**Exercise description:** Reproduce the complete listing without any deviation.
# start of Records shown
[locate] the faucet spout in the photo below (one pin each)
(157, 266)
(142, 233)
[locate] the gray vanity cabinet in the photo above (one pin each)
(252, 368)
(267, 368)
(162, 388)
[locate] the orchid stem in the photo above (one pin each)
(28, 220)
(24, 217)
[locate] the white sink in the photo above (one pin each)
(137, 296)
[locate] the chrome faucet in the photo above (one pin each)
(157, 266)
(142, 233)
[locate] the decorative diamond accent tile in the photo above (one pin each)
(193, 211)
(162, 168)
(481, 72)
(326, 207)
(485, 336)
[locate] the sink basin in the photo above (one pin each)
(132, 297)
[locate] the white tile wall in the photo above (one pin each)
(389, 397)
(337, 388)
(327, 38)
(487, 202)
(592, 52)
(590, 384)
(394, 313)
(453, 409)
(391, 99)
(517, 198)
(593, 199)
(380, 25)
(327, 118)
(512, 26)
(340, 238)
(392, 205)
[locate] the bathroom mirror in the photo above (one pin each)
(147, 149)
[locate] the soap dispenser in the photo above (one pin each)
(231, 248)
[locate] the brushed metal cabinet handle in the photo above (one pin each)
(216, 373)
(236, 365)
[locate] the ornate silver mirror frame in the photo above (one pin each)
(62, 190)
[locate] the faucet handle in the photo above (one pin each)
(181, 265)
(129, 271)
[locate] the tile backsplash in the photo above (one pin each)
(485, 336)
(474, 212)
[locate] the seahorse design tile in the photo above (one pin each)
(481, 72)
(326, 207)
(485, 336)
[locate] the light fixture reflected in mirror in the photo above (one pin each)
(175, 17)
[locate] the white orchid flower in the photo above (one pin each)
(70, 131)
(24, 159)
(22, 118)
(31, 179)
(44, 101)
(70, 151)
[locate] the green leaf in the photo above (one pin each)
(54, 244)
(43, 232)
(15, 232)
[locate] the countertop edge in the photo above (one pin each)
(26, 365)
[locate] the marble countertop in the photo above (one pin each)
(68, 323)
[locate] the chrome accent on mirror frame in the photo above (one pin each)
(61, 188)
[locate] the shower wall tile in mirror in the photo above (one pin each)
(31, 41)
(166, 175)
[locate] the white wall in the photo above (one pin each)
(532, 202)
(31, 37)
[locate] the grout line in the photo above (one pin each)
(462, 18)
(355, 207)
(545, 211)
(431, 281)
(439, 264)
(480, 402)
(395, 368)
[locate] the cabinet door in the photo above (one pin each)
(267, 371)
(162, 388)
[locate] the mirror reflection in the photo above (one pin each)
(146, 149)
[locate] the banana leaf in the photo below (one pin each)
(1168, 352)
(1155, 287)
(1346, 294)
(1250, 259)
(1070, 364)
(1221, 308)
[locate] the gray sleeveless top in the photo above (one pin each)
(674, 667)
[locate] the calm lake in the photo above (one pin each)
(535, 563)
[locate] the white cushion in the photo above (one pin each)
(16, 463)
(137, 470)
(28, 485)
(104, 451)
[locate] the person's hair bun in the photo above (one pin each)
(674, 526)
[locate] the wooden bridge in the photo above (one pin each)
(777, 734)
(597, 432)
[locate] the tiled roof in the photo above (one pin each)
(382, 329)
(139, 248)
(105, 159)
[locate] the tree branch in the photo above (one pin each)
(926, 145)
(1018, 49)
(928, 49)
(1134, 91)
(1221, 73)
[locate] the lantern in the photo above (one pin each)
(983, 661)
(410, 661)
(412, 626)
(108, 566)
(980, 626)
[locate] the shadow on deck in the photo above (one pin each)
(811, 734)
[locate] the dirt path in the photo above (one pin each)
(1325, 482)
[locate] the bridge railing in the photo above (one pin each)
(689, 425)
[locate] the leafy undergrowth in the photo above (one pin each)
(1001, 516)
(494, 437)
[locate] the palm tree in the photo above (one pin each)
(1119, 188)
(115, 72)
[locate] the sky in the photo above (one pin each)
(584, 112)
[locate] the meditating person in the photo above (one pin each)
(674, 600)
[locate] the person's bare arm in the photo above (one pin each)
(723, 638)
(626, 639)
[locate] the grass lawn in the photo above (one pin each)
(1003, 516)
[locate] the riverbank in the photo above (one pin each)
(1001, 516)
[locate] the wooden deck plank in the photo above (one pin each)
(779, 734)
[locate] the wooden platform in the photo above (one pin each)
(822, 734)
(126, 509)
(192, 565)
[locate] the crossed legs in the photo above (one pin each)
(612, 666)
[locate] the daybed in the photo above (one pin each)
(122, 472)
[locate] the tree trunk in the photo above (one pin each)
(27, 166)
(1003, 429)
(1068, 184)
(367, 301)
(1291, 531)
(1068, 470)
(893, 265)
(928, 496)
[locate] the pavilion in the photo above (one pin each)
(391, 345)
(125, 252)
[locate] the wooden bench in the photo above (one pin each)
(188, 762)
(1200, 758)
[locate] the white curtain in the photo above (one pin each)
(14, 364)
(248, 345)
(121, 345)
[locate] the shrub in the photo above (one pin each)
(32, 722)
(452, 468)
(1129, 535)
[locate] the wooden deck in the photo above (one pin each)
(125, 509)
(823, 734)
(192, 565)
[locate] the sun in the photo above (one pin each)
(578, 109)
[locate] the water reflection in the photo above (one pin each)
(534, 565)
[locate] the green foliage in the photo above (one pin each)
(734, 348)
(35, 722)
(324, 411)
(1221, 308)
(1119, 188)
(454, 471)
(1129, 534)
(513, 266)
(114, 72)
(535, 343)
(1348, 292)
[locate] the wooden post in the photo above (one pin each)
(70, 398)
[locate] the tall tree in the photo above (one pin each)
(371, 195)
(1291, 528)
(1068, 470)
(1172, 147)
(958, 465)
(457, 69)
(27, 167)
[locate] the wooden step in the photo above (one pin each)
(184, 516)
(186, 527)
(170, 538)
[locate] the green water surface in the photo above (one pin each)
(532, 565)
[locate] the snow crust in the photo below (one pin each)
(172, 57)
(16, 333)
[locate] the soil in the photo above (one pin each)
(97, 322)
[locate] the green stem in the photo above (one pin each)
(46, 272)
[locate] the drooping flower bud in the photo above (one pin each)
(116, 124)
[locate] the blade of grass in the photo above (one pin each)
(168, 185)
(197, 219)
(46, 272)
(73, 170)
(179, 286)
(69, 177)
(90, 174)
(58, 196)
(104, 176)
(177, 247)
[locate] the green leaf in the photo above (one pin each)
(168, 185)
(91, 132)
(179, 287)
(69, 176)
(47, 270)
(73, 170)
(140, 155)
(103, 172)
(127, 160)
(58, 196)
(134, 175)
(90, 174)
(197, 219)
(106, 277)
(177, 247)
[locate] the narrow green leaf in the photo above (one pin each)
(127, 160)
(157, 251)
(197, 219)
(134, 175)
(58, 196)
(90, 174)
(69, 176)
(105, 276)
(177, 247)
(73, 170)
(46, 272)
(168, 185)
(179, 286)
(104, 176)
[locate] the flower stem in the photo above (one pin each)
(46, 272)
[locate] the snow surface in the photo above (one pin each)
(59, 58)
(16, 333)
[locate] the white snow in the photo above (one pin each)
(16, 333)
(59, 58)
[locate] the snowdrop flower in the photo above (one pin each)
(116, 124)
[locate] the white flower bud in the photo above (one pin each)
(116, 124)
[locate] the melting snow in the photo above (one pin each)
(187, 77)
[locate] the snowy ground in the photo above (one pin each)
# end of Records shown
**Response to this task:**
[locate] the faucet spout in the photo below (one pin each)
(157, 266)
(142, 233)
[locate] the gray vanity cabinet in the photo above (one pin each)
(252, 368)
(267, 368)
(162, 388)
[locate] the orchid stem in the photo above (one pin each)
(28, 220)
(24, 217)
[locate] the white sink in the photo above (one pin each)
(137, 296)
[locate] the chrome faucet in the photo above (one pin each)
(157, 266)
(142, 233)
[locate] the decorative diamond accent tile in the photo above (one pin each)
(193, 211)
(162, 168)
(481, 72)
(326, 207)
(485, 336)
[locate] the sink basin in the photo above (one pin each)
(132, 297)
[locate] the white tile wall in the photo above (one pin each)
(389, 397)
(337, 388)
(327, 38)
(487, 202)
(592, 52)
(590, 384)
(394, 313)
(453, 409)
(391, 99)
(517, 198)
(593, 199)
(380, 25)
(327, 118)
(512, 26)
(340, 238)
(392, 205)
[locate] the bathroom mirror in the photo above (one pin each)
(147, 149)
[locate] the soap dispenser in the photo above (one pin each)
(231, 248)
[locate] the brushed metal cabinet handle in the photo above (one pin each)
(216, 373)
(236, 365)
[locate] the ornate silver mirror frame in the photo above (one pin each)
(62, 190)
[locate] the faucet handle in the photo above (one pin each)
(181, 265)
(129, 271)
[locate] the tile backsplash in the photo above (one pin each)
(485, 336)
(474, 212)
[locate] the seahorse design tile in the photo above (one pin each)
(481, 72)
(326, 207)
(485, 336)
[locate] the light fixture reflected in mirror in the photo above (one pin each)
(175, 17)
[locate] the white orchid flower in the photo above (one pin each)
(70, 131)
(24, 159)
(22, 118)
(31, 179)
(44, 101)
(70, 151)
[locate] the green leaf in the photo above (one pin each)
(54, 244)
(43, 232)
(15, 232)
[locate] the countertop edge in the photo above (one pin each)
(26, 365)
[locate] the marble countertop in the photo above (one pin each)
(68, 323)
[locate] the chrome accent on mirror frame in the photo above (one pin each)
(61, 188)
[locate] the shower wall tile in mirror in the photo above (one pin each)
(31, 41)
(166, 175)
[locate] the white wall in the photo above (one pin each)
(532, 202)
(31, 37)
[locate] the grout line in the photo above (one pin each)
(462, 18)
(355, 207)
(545, 211)
(431, 281)
(439, 264)
(480, 402)
(395, 368)
[locate] the cabinet door in the photo above (one pin each)
(267, 371)
(162, 388)
[locate] the mirror reflection in the photo above (one pin each)
(146, 149)
[locate] the banana leaf in the photo below (one pin each)
(1168, 352)
(1155, 287)
(1346, 294)
(1250, 259)
(1070, 364)
(1221, 308)
[locate] the gray sleeveless top in the photo above (one pin each)
(674, 667)
[locate] the calm lake in the photo above (one pin each)
(535, 563)
[locate] the white cushion in the photo above (one pin each)
(16, 463)
(137, 470)
(28, 485)
(104, 451)
[locate] the person's hair bun in the photo above (one pin each)
(674, 526)
[locate] the wooden bridge in the photo above (one pin each)
(777, 734)
(597, 432)
[locate] the tiled roof in the photo above (one pin each)
(382, 329)
(139, 248)
(105, 159)
[locate] the tree branch in the photo above (one pin each)
(926, 145)
(1018, 49)
(928, 49)
(1134, 91)
(1221, 73)
[locate] the lantern in the photo above (one pin each)
(983, 661)
(410, 661)
(412, 626)
(108, 566)
(980, 626)
[locate] the shadow on deck in the photo above (one pin each)
(811, 734)
[locate] the dirt path in the photo above (one pin each)
(1325, 482)
[locate] the bridge railing in the photo above (one pin each)
(689, 425)
[locate] the leafy undergrowth in the photo above (one pin each)
(1001, 516)
(494, 437)
[locate] the palm tree in the photo above (one pin each)
(1119, 188)
(115, 72)
[locate] the sky in the photo above (one pin each)
(584, 112)
[locate] the meditating person in the photo above (one pin each)
(674, 600)
[locate] the person's bare arm in the photo above (one pin each)
(723, 638)
(626, 639)
[locate] the grass lawn in the photo above (one pin each)
(1003, 516)
[locate] the riverbank in the photo above (one pin each)
(1001, 516)
[locate] the wooden deck plank in the photo above (one pin each)
(779, 734)
[locate] the wooden platform in the photo above (one pin each)
(822, 734)
(126, 509)
(192, 565)
[locate] the crossed legs in the photo above (one pin each)
(612, 666)
[locate] the daybed in the photo above (one pin each)
(122, 472)
[locate] the tree trunk in the photo above (one pin each)
(27, 166)
(1003, 429)
(1068, 184)
(367, 301)
(1291, 531)
(1068, 470)
(893, 265)
(928, 496)
[locate] the pavilion in the photo above (one pin each)
(391, 345)
(125, 252)
[locate] the wooden bench in the photo above (one pin each)
(188, 762)
(1200, 758)
[locate] the white curtain in the photo above (one pin each)
(14, 364)
(248, 345)
(121, 345)
[locate] the shrub in the photo above (one pin each)
(32, 722)
(452, 468)
(1129, 535)
[locate] the wooden deck in the photo above (one pin each)
(125, 509)
(823, 734)
(192, 565)
[locate] the sun in the photo above (one pin each)
(578, 109)
[locate] the water reflection in the photo above (one pin each)
(534, 565)
[locate] the green foliage in the photo above (one pin each)
(734, 348)
(35, 722)
(324, 411)
(1221, 308)
(1119, 188)
(454, 471)
(1129, 534)
(513, 266)
(114, 72)
(535, 343)
(1348, 292)
[locate] the wooden post in the photo above (one pin each)
(70, 398)
[locate] the tall tree in the photo above (one pin each)
(371, 195)
(1291, 528)
(1068, 470)
(1172, 147)
(958, 465)
(457, 69)
(27, 167)
[locate] the wooden step in the photo above (one pin each)
(184, 516)
(186, 527)
(170, 538)
[locate] the green water surface in the photo above (one pin each)
(532, 565)
[locate] the snow crust in the photo below (one pin each)
(172, 57)
(16, 333)
[locate] the soil in the photo above (one pin each)
(97, 322)
[locate] the green stem in the photo above (one pin each)
(46, 272)
[locate] the drooping flower bud in the photo above (one pin each)
(116, 124)
[locate] the blade of grass in the photo above (one pin each)
(168, 185)
(197, 219)
(46, 272)
(73, 170)
(179, 286)
(69, 177)
(90, 174)
(58, 196)
(104, 176)
(177, 247)
[locate] the green leaf in the photo above (one pin each)
(168, 185)
(91, 132)
(179, 287)
(69, 176)
(47, 270)
(73, 170)
(140, 155)
(103, 172)
(127, 160)
(58, 196)
(134, 175)
(90, 174)
(197, 219)
(106, 277)
(177, 247)
[locate] the narrow green leaf in the photo above (one pin each)
(127, 160)
(157, 251)
(197, 219)
(134, 175)
(58, 196)
(90, 174)
(69, 176)
(105, 276)
(177, 247)
(73, 170)
(46, 272)
(168, 185)
(179, 286)
(104, 176)
[locate] the flower stem in the photo above (one pin each)
(46, 272)
[locate] the snow surface in the photo above (one pin each)
(59, 58)
(16, 333)
[locate] the white snow in the photo above (one pin each)
(16, 333)
(59, 58)
[locate] the snowdrop flower in the photo above (one pin each)
(116, 124)
[locate] the white flower bud in the photo above (one pin each)
(116, 124)
[locate] the melting snow in the photo above (one pin each)
(187, 77)
[locate] the snowy ground in the photo above (one pin each)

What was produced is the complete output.